RECORDS FOR THIS EXERCISE:
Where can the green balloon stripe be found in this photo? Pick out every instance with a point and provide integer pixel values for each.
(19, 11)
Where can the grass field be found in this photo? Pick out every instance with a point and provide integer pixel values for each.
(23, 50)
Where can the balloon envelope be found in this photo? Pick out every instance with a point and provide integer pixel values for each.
...
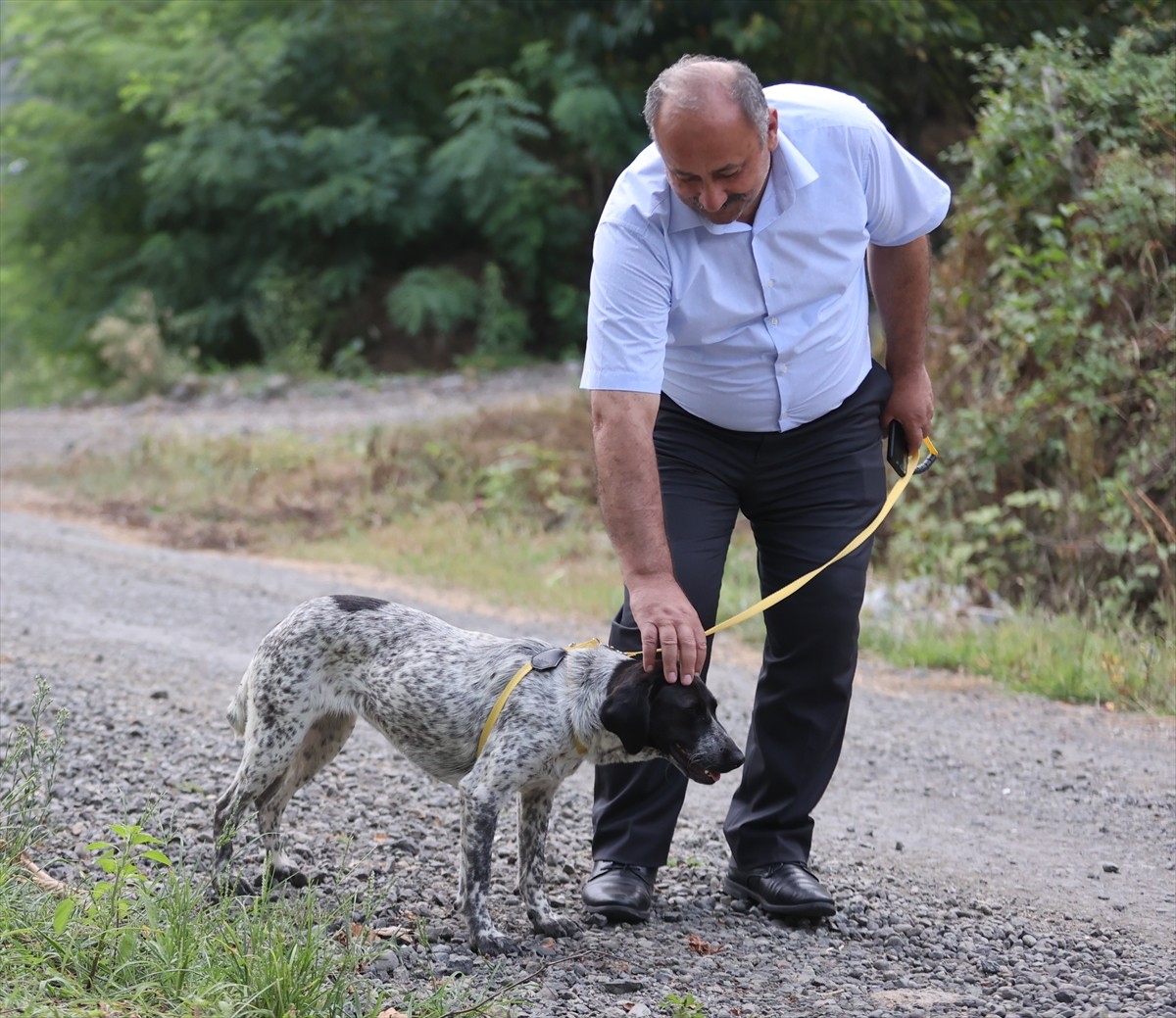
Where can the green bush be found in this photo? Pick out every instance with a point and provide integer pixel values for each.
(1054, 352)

EXERCISE DESCRIPTION: Please extract each line of the data above that contains the word "pixel".

EXERCISE RESULT:
Where can the green balloon stripe be found in this photo? Pick out every instance with a point and provide integer pixel values for each.
Where can the grass field be found in this photo? Pick out every instance with a point and provide integer pixel values for each.
Where can the balloon envelope be found in this photo? Pick out every instance with a point and provide integer pixel values for each.
Where can the green bush be found in this photo? Pick out every instance with a point and provide integer pixel values for each.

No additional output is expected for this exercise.